Mask labeling examples
========
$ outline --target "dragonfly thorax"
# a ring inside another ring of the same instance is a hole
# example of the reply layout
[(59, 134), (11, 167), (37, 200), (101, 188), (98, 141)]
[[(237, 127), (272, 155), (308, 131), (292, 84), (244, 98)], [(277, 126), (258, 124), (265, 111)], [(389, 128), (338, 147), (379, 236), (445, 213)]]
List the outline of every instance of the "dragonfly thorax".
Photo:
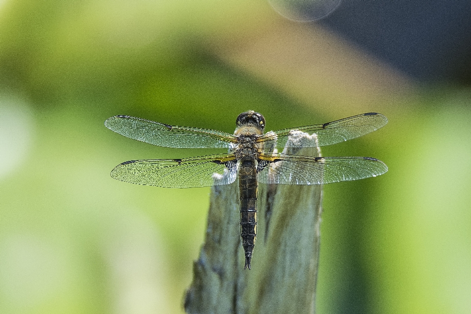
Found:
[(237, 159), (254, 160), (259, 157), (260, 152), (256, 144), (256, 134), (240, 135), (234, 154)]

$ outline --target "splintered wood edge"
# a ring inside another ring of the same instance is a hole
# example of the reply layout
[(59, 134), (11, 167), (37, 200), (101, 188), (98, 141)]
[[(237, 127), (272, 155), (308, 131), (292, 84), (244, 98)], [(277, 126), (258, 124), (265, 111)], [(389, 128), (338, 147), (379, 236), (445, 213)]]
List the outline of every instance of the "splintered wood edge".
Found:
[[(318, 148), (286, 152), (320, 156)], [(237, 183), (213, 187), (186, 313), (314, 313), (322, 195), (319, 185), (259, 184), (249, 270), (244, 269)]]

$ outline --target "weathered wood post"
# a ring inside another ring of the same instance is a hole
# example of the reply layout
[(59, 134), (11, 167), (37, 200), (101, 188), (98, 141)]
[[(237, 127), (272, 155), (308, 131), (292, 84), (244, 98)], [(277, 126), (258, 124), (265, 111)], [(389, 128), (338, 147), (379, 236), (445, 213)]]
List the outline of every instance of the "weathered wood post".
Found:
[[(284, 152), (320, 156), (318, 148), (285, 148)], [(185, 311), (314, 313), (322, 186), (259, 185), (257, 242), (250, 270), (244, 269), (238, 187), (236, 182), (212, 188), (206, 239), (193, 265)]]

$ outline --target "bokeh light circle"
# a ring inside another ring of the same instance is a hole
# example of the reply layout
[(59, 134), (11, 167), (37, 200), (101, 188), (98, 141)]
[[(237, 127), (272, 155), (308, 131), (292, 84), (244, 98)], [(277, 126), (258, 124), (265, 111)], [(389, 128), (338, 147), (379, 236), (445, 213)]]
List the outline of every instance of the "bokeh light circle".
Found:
========
Given instruction
Rewrite the entire listing above as a JSON list of strings, one string per line, omitting blank lines. Exclude the pictures from the result.

Exercise result
[
  "$ outline --target \"dragonfly thorax\"",
  "# a ring inside another ring of the same instance is a hole",
  "# example of the reply layout",
  "[(59, 134), (11, 167), (37, 200), (101, 188), (98, 141)]",
  "[[(237, 127), (272, 155), (308, 131), (292, 84), (244, 98)], [(277, 126), (258, 124), (265, 111)], [(389, 128), (338, 147), (379, 236), (445, 213)]]",
  "List the outline of every instance of the \"dragonfly thorax\".",
  "Photo:",
  "Found:",
  "[(237, 159), (254, 160), (259, 157), (260, 152), (256, 144), (256, 134), (240, 135), (234, 154)]",
  "$ outline --target \"splintered wood edge\"",
  "# a ring inside another ring of the same instance is a hole",
  "# example of the reply layout",
  "[(59, 134), (11, 167), (37, 200), (101, 188), (98, 141)]",
  "[[(237, 127), (272, 155), (308, 131), (292, 84), (244, 98)], [(277, 126), (258, 124), (265, 111)], [(389, 128), (338, 147), (379, 236), (445, 213)]]",
  "List the outline of every instance of the \"splintered wood edge\".",
  "Found:",
  "[[(318, 148), (286, 152), (320, 156)], [(237, 183), (213, 187), (186, 313), (314, 313), (322, 195), (319, 185), (259, 184), (249, 270), (244, 269)]]",
  "$ outline --target \"weathered wood post\"",
  "# a ring inside another ring of the same instance is a hole",
  "# example of the reply layout",
  "[(59, 134), (11, 167), (37, 200), (101, 188), (98, 141)]",
  "[[(237, 127), (272, 155), (308, 131), (292, 84), (244, 98)], [(277, 126), (258, 124), (265, 111)], [(389, 128), (338, 147), (379, 236), (445, 213)]]",
  "List the outline of every instance of the \"weathered wood post\".",
  "Found:",
  "[[(284, 152), (320, 156), (318, 148), (285, 148)], [(185, 311), (314, 313), (322, 186), (259, 185), (257, 242), (250, 270), (244, 269), (238, 187), (236, 182), (212, 188), (206, 239), (193, 265)]]",
  "$ outline --target \"bokeh light circle\"",
  "# a ring inside another ring of the same instance is a hole",
  "# example of the reply layout",
  "[(59, 134), (11, 167), (37, 200), (101, 188), (98, 141)]",
  "[[(237, 127), (272, 155), (308, 131), (292, 84), (244, 98)], [(277, 126), (258, 124), (265, 111)], [(389, 128), (338, 147), (379, 236), (445, 213)]]",
  "List the outline of every instance of the \"bokeh light circle\".",
  "Found:"
]